------ Source document ------
The Foreigners (2022), 36x46“, oil on panel

Statement

I am interested in the radical possibilities of figurative painting, and various ways meaning can operate at a less conscious level than in written language. To this end, my work constructs personal and social narratives, utilizing fragments and occlusions to represent the dissonance that is part of memory and consciousness. It is this slippage of meaning I endeavour to provoke.

Forms bleed into each other; parts are cut off – and yet a narrative is constructed. These fragmented compositions and strong colours amplify moments of disconnection in the social and familial arenas, and the relative flatness of the objects surrounding the central players underlines the stagelike reality characteristic of the moments I depict.

For instance, much of my recent work deals with tourism, and with the disjointed experience of the tourist at the vacation spot and in the memories experienced afterwards. Because memory is inevitably one's own, I often place myself in the image, reminding the viewer that what is being represented is my experience, and my fragmentary memories. Strategies include fracturing the narrative background and contrasting graphic and realistic images to create a tense visual dynamic, and to convey an emotional truth about whiteness and privilege.
------ Data entries ------
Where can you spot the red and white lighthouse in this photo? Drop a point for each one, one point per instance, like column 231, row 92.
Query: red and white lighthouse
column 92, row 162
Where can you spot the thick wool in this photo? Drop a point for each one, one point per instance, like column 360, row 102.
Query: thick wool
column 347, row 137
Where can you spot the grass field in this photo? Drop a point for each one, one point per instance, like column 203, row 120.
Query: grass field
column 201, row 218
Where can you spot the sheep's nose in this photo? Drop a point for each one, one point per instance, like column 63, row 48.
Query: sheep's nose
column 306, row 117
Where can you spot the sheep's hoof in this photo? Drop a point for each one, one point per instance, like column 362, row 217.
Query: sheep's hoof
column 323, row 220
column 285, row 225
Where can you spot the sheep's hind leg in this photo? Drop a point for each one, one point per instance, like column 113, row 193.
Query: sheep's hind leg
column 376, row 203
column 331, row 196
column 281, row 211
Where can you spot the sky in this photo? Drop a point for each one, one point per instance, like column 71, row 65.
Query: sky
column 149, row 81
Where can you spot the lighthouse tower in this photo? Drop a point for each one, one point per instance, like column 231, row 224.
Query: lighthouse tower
------
Task directions => Translate this sentence from the artist statement into Spanish: "Forms bleed into each other; parts are cut off – and yet a narrative is constructed."

Result below => Las formas se funden unas con otras; algunas partes quedan cortadas y, sin embargo, se construye una narrativa.